In the lines below, swap each occurrence of "frame" for "image" and change nothing else. Omit the pictures from your output.

━━━━━ Data provided

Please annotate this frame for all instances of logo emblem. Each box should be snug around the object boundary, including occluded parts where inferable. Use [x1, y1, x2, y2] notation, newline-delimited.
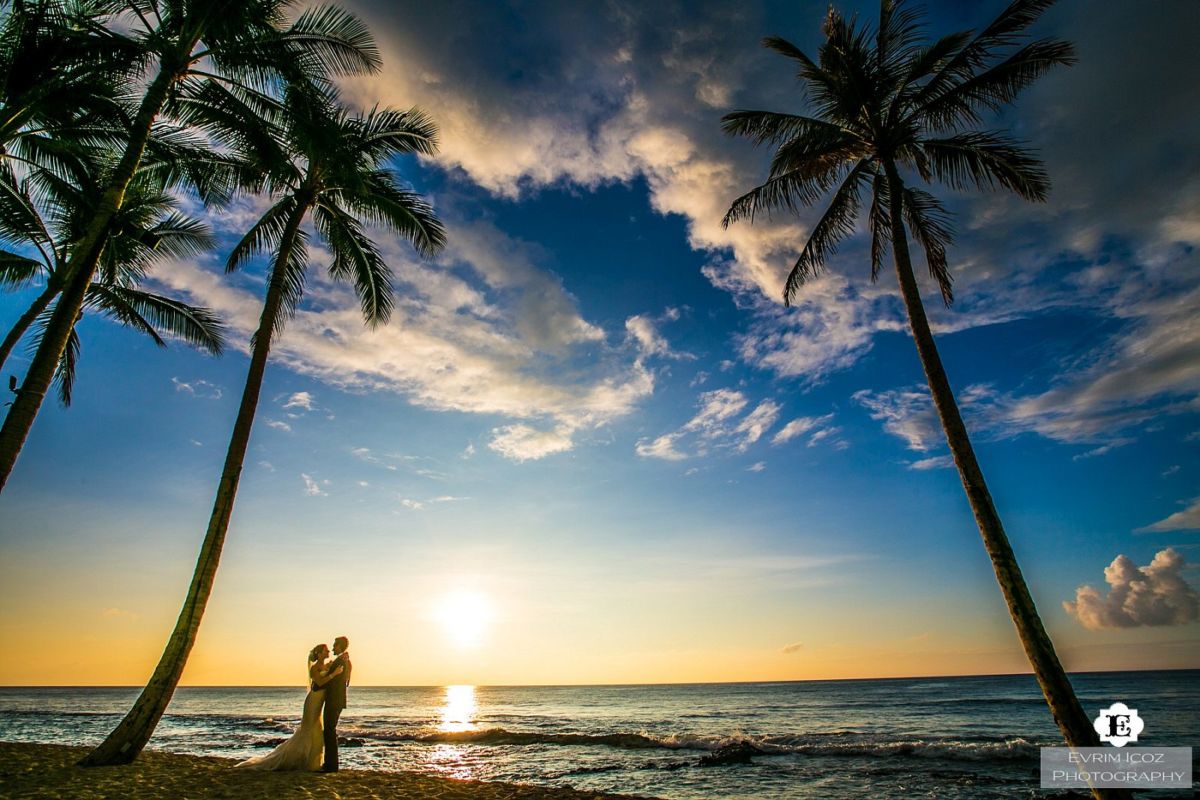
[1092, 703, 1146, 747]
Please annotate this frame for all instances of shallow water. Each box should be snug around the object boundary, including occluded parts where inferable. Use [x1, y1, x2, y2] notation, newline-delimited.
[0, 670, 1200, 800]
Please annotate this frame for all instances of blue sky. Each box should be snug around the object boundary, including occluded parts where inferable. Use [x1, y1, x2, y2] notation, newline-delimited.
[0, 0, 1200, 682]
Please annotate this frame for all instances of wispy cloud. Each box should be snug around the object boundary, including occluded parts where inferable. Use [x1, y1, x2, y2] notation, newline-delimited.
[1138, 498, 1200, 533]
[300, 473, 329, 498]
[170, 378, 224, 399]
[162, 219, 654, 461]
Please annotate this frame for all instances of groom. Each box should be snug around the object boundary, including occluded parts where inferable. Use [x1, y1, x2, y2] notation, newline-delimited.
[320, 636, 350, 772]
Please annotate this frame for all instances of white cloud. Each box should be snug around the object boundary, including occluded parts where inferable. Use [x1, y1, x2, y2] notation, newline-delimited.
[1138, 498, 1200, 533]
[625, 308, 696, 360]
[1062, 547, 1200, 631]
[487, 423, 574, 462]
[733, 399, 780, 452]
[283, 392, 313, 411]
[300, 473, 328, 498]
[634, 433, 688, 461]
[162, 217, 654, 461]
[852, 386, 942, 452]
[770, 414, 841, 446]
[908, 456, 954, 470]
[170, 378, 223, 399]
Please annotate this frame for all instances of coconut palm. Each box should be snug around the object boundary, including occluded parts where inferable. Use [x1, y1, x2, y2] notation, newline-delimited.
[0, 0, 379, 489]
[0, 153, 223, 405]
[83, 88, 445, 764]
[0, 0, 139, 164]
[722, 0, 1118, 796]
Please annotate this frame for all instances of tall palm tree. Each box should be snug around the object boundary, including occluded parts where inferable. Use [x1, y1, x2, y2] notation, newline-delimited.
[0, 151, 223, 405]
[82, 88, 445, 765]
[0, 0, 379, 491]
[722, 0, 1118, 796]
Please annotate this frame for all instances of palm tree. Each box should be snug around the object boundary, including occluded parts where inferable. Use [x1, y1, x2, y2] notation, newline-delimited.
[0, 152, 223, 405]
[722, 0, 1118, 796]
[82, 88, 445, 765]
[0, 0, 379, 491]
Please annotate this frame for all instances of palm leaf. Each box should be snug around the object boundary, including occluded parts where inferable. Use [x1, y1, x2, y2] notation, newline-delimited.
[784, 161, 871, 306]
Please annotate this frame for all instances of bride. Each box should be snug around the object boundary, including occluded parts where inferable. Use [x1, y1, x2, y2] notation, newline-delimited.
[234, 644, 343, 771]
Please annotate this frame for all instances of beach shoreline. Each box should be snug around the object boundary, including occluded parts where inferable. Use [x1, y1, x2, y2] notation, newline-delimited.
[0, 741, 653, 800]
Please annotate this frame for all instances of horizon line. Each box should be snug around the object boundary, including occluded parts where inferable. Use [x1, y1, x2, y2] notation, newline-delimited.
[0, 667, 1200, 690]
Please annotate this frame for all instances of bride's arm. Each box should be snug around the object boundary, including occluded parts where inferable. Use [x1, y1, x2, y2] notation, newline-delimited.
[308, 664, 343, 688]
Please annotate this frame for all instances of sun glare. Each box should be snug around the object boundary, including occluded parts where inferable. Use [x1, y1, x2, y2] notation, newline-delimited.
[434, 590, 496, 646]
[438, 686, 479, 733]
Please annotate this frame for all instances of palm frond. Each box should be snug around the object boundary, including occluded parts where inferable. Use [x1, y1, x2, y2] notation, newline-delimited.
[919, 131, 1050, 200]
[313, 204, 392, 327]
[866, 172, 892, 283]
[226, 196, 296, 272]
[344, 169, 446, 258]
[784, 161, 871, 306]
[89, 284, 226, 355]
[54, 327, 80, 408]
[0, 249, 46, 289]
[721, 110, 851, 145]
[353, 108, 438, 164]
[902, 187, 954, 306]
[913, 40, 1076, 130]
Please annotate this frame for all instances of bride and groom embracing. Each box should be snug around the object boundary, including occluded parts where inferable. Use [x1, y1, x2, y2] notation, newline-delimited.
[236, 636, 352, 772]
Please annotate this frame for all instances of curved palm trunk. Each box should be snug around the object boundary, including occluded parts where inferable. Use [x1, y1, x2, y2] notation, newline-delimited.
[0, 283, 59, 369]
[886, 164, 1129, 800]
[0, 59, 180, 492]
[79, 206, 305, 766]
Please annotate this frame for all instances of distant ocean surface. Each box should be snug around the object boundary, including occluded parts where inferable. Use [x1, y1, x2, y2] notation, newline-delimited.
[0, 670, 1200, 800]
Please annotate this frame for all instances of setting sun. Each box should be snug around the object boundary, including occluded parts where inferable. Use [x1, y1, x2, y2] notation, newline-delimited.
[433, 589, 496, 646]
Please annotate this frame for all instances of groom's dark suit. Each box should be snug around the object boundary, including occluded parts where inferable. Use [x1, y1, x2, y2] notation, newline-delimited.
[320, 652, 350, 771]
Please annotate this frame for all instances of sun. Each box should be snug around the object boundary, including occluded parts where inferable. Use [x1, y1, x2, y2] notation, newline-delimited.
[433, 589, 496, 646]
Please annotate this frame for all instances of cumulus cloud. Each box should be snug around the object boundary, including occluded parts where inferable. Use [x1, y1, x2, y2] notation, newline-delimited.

━━━━━━━━━━

■ Answer to the exercise ■
Please annotate this image for all instances of logo emblem. Each box should be snug around the object boundary, including occluded parts where inferable. Use [x1, y1, x2, y2] notation, newline-delimited.
[1092, 703, 1146, 747]
Please annotate this image for all instances of shallow water. Each box should be snug around the object boundary, including occluded parts where inferable. Use [x1, y1, x2, y2] notation, newline-delimited.
[0, 670, 1200, 800]
Please annotate this image for all instances of blue sky. Each box should be snug around the object boundary, including occluded parts where inferable. Use [x1, y1, x2, y2] notation, newline-delimited.
[0, 0, 1200, 682]
Please annotate this image for all instances of wispy cloud. Each box should be snug around the object boundary, including occluded parts where inferable. Use [x1, y1, x2, y2] notation, newline-delimited.
[1138, 498, 1200, 533]
[300, 473, 329, 498]
[170, 378, 224, 399]
[162, 219, 654, 461]
Please annotate this image for all instances of groom. Each box should be snug around the object boundary, including occluded parts where inferable. Use [x1, y1, x2, y2] notation, newline-delimited.
[320, 636, 350, 772]
Please annotate this image for all instances of white cloud. Each box should be snug around the object boundary, including occluded parts where inferable. Use [x1, y1, x2, y2] notation, newline-delimited.
[1138, 498, 1200, 533]
[625, 308, 696, 360]
[1062, 547, 1200, 631]
[487, 423, 574, 462]
[733, 399, 780, 452]
[283, 392, 313, 411]
[300, 473, 328, 498]
[634, 433, 688, 461]
[162, 217, 654, 461]
[852, 386, 942, 452]
[770, 414, 841, 446]
[908, 456, 954, 470]
[170, 378, 223, 399]
Please annotate this image for all instances of coconut palm. Each box should be snug around the object boundary, including occluded parts where inferable. Use [x1, y1, x2, y2] notation, newline-delimited.
[0, 0, 379, 489]
[0, 153, 223, 405]
[83, 88, 445, 764]
[0, 0, 139, 164]
[722, 0, 1118, 796]
Please annotate this image for all instances of tall palm tree. Each box should be snug around the object boundary, including occluded parts where inferable. Use [x1, y1, x2, y2] notation, newline-delimited.
[0, 151, 223, 405]
[82, 88, 445, 765]
[0, 0, 379, 491]
[722, 0, 1118, 796]
Please annotate this image for all instances of palm tree. Each box should be snug around the object boundary, including occluded parts where inferable. Use [x1, y1, x2, y2] notation, newline-delimited.
[0, 152, 223, 405]
[722, 0, 1118, 796]
[82, 88, 445, 765]
[0, 0, 379, 491]
Please annotate this image for all instances of palm leaf. Each box should be snug around the object boundary, including occluded parts where inferable. Use [x1, y1, x2, y2] notation, newline-delimited.
[784, 161, 871, 306]
Please annotate this image for all instances of bride. Each box should be snug around the object boundary, including occluded parts where inferable. Use [x1, y1, x2, y2] notation, newline-delimited.
[234, 644, 343, 771]
Please annotate this image for all instances of beach shoreline. Each box should be snug around the object boundary, including occluded parts where inferable. Use [x1, y1, x2, y2] notation, newline-delimited.
[0, 741, 653, 800]
Please annotate this image for all instances of horizon line. Each box should be snug around the object boundary, including occluded parts where inferable. Use [x1, y1, x2, y2] notation, newline-delimited.
[0, 667, 1200, 690]
Please annotate this image for all instances of bride's arm. Each box should be snug around the object boundary, including occluded parts where inferable. Use [x1, y1, x2, y2] notation, newline-delimited.
[308, 664, 343, 688]
Please annotate this image for all instances of sun glare. Each box should be snug around the object boundary, including occluded parts where inferable. Use [x1, y1, x2, y2] notation, newline-delimited.
[434, 590, 496, 646]
[438, 686, 479, 733]
Please annotate this image for all instances of palm frond. Each box should be snug around the object boundary, including occluded parts where inferable. Use [x1, y1, x2, y2] notation, newline-delimited.
[919, 131, 1050, 200]
[313, 204, 392, 327]
[866, 172, 892, 283]
[226, 196, 296, 272]
[344, 169, 446, 258]
[784, 161, 871, 306]
[89, 284, 226, 355]
[54, 327, 80, 408]
[0, 249, 46, 289]
[721, 110, 851, 145]
[353, 108, 438, 164]
[902, 187, 954, 306]
[913, 40, 1076, 130]
Please annotate this image for all instances of bride and groom embracing. Each box should be snug around the object boundary, including occluded parts where inferable. Use [x1, y1, x2, y2] notation, newline-delimited.
[236, 636, 352, 772]
Please annotate this image for all instances of curved palm trunk. Each box should be snug around the object boundary, including occluded parts where inferable. Use [x1, y1, x2, y2] notation, newline-delimited.
[0, 283, 59, 369]
[886, 164, 1129, 800]
[0, 59, 180, 492]
[79, 206, 305, 766]
Please annotate this image for all instances of distant ocean surface. Each box should be snug around the object boundary, including occluded parts where inferable. Use [x1, y1, x2, y2] notation, newline-delimited.
[0, 670, 1200, 800]
Please annotate this image for all instances of setting sun. Each box should be snug around the object boundary, including occluded parts where inferable. Use [x1, y1, x2, y2] notation, newline-delimited.
[433, 589, 496, 646]
Please annotate this image for all instances of groom's dark suit. Each box should be snug around the object boundary, including occluded parts where inferable. Use [x1, y1, x2, y2] notation, newline-delimited.
[320, 652, 350, 771]
Please annotate this image for all instances of sun. Each box should be snug around the object boundary, including occluded parts where inferable. Use [x1, y1, x2, y2] notation, newline-delimited.
[433, 589, 496, 646]
Please annotate this image for all instances of cumulus cloud. Each box should be snug around the object boundary, including occluded parts where inferable. Use [x1, y1, x2, y2] notation, newline-delimited.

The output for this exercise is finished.